Diante da dificuldade de resgate aéreo, Rami acredita que o Governo do Brasil precisa adotar um “plano B”.
“Que possam utilizar um navio ou alguma outra coisa que possa retirar o povo brasileiro daqui e colocar um em outro país próximo, como Turquia, para, depois, retirar de avião. O mais importante da missão é tirar o povo do sofrimento, dessa guerra, dessas bombas”, afirmou.
Agora, Rami, que pretendia voltar ao Brasil no último dia 30 de setembro, vive entre a expectativa de sair do Líbano e a decisão de deixar os pais idosos e demais familiares, que não possuem nacionalidade brasileira e nem documentos, no país em guerra.
“O governo brasileiro vai me chamar e eu ter que partir, mesmo vendo minha família desse jeito. Isso dói muito, ver famílias morrendo. Eu fico pensando o que fazer. Tenho filho e esposa no Brasil e meus pais aqui, penso ‘o que eu faço’?”, afirmou, emocionado, agradecendo aos vizinhos e amigos de Paulista pelas mensagens de força.
Avião para repatriar brasileiros
A Operação Raízes do Cedro, que vai repatriar brasileiros que estão no Líbano, e começaria nesta sexta-feira (4), será adiada. O motivo é a falta de segurança para transporte até o aeroporto.
"Em consequência da necessidade de medidas adicionais de segurança para os comboios terrestres que se dirigirão ao aeroporto da capital libanesa, a operação do primeiro voo brasileiro de repatriação não ocorrerá no dia de hoje. Novas informações sobre o voo serão prestadas ao longo do dia", informou nota do Ministério das Relações Exteriores do Brasil.
Na madrugada desta sexta-feira, um ataque israelense atingiu as proximidades do perímetro do aeroporto internacional de Beirute.
O objetivo do governo brasileiro é repatriar cerca de 500 pessoas por semana, com prioridade de embarque para idosos, mulheres, crianças e pessoas com necessidades médicas.
Ao todo, cerca de 21 mil brasileiros residem no Líbano e pelo menos 3 mil já procuraram a Embaixada em Beirute com pedido de repatriação.

Entradas fornecidas |
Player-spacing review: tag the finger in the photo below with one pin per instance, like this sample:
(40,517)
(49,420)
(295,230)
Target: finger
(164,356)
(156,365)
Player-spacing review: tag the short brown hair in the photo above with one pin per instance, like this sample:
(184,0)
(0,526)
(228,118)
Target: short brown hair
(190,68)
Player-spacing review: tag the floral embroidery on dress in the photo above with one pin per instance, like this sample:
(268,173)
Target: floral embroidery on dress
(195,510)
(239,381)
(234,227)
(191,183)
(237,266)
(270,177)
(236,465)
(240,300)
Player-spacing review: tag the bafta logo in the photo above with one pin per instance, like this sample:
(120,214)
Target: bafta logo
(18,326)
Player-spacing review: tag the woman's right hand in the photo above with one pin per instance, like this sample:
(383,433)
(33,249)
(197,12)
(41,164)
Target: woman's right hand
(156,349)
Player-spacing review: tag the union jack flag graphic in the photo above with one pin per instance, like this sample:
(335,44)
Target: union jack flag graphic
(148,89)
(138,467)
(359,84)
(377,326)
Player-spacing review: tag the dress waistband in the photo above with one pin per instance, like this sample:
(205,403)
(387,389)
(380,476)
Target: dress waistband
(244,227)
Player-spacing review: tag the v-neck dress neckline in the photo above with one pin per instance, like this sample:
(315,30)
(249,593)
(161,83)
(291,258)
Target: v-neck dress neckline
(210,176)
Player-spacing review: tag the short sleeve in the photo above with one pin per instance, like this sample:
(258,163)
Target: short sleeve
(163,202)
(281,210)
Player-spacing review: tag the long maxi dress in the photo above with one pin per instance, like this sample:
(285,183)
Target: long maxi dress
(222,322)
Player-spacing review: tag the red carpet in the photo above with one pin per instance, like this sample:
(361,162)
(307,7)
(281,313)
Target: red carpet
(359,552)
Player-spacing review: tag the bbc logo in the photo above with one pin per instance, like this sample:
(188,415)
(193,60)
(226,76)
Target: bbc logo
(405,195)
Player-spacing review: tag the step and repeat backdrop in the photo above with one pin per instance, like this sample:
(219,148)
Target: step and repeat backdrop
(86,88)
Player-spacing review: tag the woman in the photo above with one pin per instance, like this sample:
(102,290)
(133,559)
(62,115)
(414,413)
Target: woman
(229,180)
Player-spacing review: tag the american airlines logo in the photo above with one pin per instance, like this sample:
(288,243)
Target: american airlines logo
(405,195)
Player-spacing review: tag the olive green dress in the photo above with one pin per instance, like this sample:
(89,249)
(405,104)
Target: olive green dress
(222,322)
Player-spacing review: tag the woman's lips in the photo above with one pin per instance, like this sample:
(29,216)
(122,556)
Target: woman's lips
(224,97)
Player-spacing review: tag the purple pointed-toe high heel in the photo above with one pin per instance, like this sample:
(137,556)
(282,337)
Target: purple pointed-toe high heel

Enunciado da tarefa |
Transcreva fielmente a parte do trecho sobre a repatriação de brasileiros do Líbano que vai de "Agora, Rami, que" a "país em guerra.".

Resposta da tarefa |
Agora, Rami, que pretendia voltar ao Brasil no último dia 30 de setembro, vive entre a expectativa de sair do Líbano e a decisão de deixar os pais idosos e demais familiares, que não possuem nacionalidade brasileira e nem documentos, no país em guerra.